## Task to carry out
Locate every line in the items below that contains the word "blue", matching case exactly, and copy each of those lines.

## Stored rows

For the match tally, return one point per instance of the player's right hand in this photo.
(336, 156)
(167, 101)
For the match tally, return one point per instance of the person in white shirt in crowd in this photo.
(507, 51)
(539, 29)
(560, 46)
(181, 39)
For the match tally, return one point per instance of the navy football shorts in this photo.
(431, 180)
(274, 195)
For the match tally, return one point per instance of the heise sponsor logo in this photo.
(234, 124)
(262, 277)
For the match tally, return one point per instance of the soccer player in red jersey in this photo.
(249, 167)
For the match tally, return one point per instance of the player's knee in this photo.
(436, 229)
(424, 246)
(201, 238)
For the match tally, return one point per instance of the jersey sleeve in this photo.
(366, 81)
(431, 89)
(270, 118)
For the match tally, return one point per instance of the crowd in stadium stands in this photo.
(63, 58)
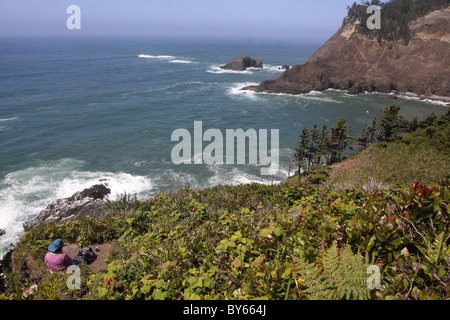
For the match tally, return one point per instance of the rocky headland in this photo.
(90, 201)
(356, 63)
(241, 64)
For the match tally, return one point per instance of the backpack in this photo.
(85, 254)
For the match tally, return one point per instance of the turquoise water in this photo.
(78, 112)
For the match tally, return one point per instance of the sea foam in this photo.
(24, 193)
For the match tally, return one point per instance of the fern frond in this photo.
(343, 275)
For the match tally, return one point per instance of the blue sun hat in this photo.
(56, 245)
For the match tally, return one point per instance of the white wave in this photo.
(236, 89)
(224, 176)
(155, 57)
(180, 61)
(24, 193)
(216, 69)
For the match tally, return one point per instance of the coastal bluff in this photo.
(241, 64)
(353, 62)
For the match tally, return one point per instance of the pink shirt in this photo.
(57, 262)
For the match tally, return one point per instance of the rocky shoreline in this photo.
(357, 64)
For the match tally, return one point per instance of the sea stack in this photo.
(241, 64)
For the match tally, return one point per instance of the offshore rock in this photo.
(89, 202)
(241, 64)
(355, 63)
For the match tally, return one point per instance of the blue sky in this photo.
(284, 19)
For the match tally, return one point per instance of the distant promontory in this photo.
(241, 64)
(353, 61)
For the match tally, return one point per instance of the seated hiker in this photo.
(55, 259)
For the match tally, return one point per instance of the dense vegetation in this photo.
(395, 17)
(407, 139)
(294, 240)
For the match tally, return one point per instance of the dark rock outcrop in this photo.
(89, 202)
(241, 64)
(350, 61)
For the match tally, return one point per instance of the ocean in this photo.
(77, 112)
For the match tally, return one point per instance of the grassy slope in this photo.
(256, 241)
(423, 156)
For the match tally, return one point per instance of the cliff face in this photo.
(350, 61)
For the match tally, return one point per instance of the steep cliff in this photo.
(354, 62)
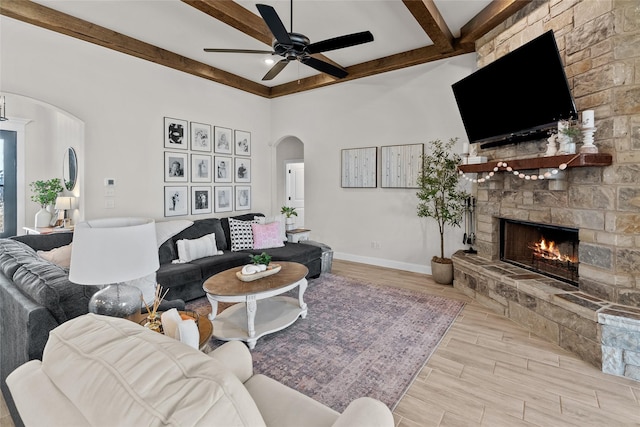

## Output of the task
For the match tally, return one point per instance of the blue sun hat in this photo.
For the match tally, return one point per instance of the blue sky in this photo.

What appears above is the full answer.